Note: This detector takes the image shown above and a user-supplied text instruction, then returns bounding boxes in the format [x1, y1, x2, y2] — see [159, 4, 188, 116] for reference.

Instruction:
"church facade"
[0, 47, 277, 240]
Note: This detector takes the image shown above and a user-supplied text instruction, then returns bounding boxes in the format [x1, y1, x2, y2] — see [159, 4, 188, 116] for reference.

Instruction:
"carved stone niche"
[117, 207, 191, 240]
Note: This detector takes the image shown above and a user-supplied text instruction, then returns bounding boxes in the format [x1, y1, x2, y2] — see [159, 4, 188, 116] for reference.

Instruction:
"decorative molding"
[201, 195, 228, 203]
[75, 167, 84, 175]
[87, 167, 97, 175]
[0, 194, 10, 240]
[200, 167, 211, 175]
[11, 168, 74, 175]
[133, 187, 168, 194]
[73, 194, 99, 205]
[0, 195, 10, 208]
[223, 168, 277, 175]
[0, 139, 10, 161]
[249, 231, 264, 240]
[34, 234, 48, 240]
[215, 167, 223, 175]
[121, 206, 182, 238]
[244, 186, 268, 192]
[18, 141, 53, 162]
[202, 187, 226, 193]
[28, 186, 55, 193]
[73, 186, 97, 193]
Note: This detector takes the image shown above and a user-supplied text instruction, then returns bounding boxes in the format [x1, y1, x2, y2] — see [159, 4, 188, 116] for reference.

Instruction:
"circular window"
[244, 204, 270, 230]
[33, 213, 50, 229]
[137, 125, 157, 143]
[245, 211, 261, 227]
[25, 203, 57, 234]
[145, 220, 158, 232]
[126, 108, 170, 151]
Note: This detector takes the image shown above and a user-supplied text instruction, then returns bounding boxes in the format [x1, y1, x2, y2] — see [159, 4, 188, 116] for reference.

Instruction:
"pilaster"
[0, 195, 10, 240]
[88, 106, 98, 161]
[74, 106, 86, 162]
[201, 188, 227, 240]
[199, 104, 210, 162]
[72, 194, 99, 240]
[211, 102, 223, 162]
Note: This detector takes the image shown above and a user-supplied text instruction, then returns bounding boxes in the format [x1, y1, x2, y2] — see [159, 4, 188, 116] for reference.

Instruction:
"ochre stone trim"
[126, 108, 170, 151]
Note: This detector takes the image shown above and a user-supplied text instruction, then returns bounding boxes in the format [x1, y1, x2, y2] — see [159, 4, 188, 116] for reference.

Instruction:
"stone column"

## Set problem
Return all of the rows above word for word, with nothing changed.

## Task output
Note: This detector takes the image shown above and a user-supplied text instruction, then returns bounding boxes in the format [x1, y1, x2, y2] — see [159, 4, 188, 116] for reference.

Instruction:
"church facade"
[0, 47, 277, 240]
Note: This detector takes the image shown above and a user-supplied text instruction, then returns bounding boxes in the format [x1, y1, x2, y2] — see [159, 4, 188, 116] for reference.

Instruction:
"carved stone niche"
[117, 207, 191, 240]
Note: This detector takes the image shown above and a user-supplied text instruction, then returns bounding boxes in the format [x1, y1, x2, y2] — see [159, 4, 188, 116] for reference.

Instruction:
"decorative molding"
[201, 195, 228, 203]
[75, 167, 84, 175]
[87, 167, 97, 175]
[0, 194, 10, 240]
[200, 167, 211, 175]
[11, 168, 74, 175]
[133, 187, 168, 194]
[73, 194, 99, 205]
[0, 195, 10, 208]
[223, 168, 277, 175]
[0, 139, 10, 161]
[249, 231, 264, 240]
[34, 234, 48, 240]
[215, 167, 223, 175]
[121, 206, 182, 238]
[244, 186, 268, 192]
[18, 141, 53, 162]
[202, 187, 226, 193]
[28, 186, 55, 193]
[73, 186, 97, 193]
Note: This detector takes the image shown above and a user-supplied text instruction, then returns bounding boxes in the format [x1, y1, x2, y2] — see [159, 4, 188, 116] for reference.

Instruction:
"circular window"
[244, 204, 270, 230]
[33, 213, 50, 229]
[137, 125, 157, 143]
[245, 211, 261, 227]
[25, 203, 57, 234]
[145, 220, 158, 232]
[126, 108, 170, 151]
Note: This detector takes the image shown above and a user-supplied text instruction, then returns bounding boxes in the format [x1, y1, x2, y2] — see [159, 4, 188, 116] for reference.

Instruction:
"pilaster"
[0, 195, 10, 240]
[88, 106, 98, 161]
[74, 106, 86, 162]
[201, 188, 227, 240]
[199, 104, 210, 162]
[72, 194, 99, 240]
[211, 102, 223, 162]
Note: This detector takes the image shown above and a user-supplied text instruction, then returns bounding boxes in the format [x1, y1, x2, y2] — see [159, 4, 188, 116] for reference.

Instruction:
"ochre stone trim"
[126, 108, 170, 151]
Note: This detector takes the image shown above and a user-supplied text instruction, then returns bounding boxes in the format [x1, y1, x2, y2] — see [159, 4, 188, 116] for reference.

Instruction:
"stone column"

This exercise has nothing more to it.